# [Dataset rows showing where objects appear]
++++++++

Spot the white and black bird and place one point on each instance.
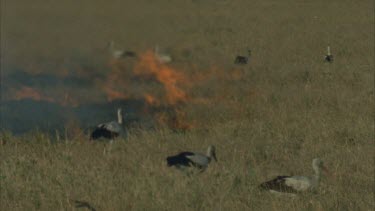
(193, 159)
(329, 56)
(162, 57)
(117, 54)
(243, 59)
(109, 130)
(296, 184)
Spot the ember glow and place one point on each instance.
(30, 93)
(148, 66)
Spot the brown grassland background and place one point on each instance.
(268, 118)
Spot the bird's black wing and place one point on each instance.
(278, 184)
(180, 159)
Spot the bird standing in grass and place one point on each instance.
(193, 159)
(117, 54)
(162, 57)
(243, 59)
(329, 56)
(296, 184)
(109, 130)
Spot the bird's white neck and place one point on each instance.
(111, 46)
(328, 51)
(119, 117)
(317, 173)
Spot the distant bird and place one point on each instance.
(109, 130)
(117, 54)
(243, 59)
(296, 184)
(83, 204)
(162, 57)
(329, 56)
(188, 159)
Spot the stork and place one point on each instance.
(117, 54)
(243, 59)
(329, 56)
(296, 184)
(193, 159)
(161, 57)
(109, 130)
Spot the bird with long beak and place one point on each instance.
(296, 184)
(193, 159)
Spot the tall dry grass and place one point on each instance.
(286, 108)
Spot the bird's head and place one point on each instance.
(211, 152)
(319, 164)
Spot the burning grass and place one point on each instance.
(268, 118)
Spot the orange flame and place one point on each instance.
(149, 66)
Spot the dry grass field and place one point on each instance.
(267, 118)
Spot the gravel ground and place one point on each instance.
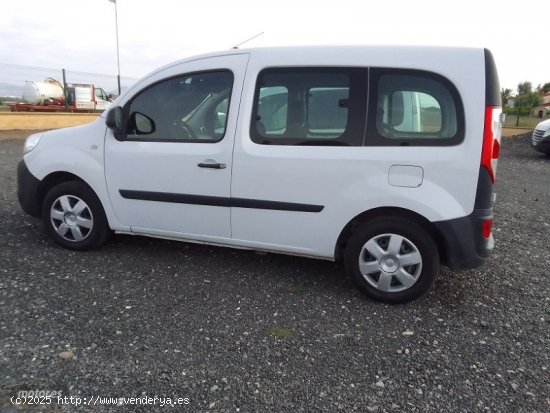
(235, 331)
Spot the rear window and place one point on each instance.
(310, 106)
(413, 108)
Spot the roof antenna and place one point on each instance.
(247, 40)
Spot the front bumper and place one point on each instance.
(540, 143)
(28, 190)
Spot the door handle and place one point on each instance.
(212, 165)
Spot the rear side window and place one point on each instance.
(413, 108)
(310, 106)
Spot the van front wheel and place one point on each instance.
(74, 216)
(392, 259)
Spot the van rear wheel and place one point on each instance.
(74, 216)
(392, 259)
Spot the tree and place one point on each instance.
(526, 100)
(505, 94)
(543, 88)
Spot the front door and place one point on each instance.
(170, 174)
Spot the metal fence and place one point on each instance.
(13, 77)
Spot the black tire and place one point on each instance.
(74, 216)
(403, 264)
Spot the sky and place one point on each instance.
(80, 34)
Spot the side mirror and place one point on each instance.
(115, 121)
(144, 125)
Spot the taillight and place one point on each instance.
(486, 228)
(491, 140)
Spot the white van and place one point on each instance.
(384, 157)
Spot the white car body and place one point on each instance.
(306, 195)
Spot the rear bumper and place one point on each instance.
(465, 246)
(27, 190)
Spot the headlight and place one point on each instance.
(31, 142)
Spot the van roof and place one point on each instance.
(344, 54)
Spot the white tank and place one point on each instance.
(37, 93)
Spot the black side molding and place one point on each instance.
(218, 201)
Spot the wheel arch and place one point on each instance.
(54, 179)
(366, 216)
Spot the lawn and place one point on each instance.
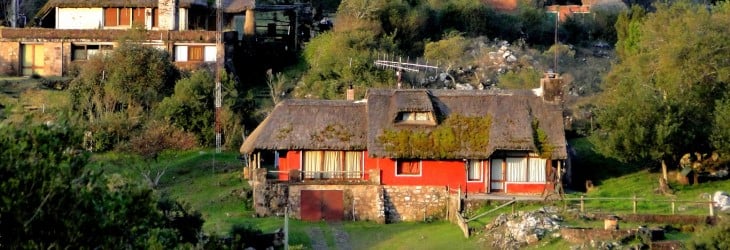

++++++++

Show every line above that contains the word "rear", matching its case.

# [Answer for the task]
Spot the rear window and place one point on each instance.
Spot the rear side window and place one point on each instance.
Spot the van rear wheel and place one point on each instance.
Spot the rear bumper and place one point on each instance.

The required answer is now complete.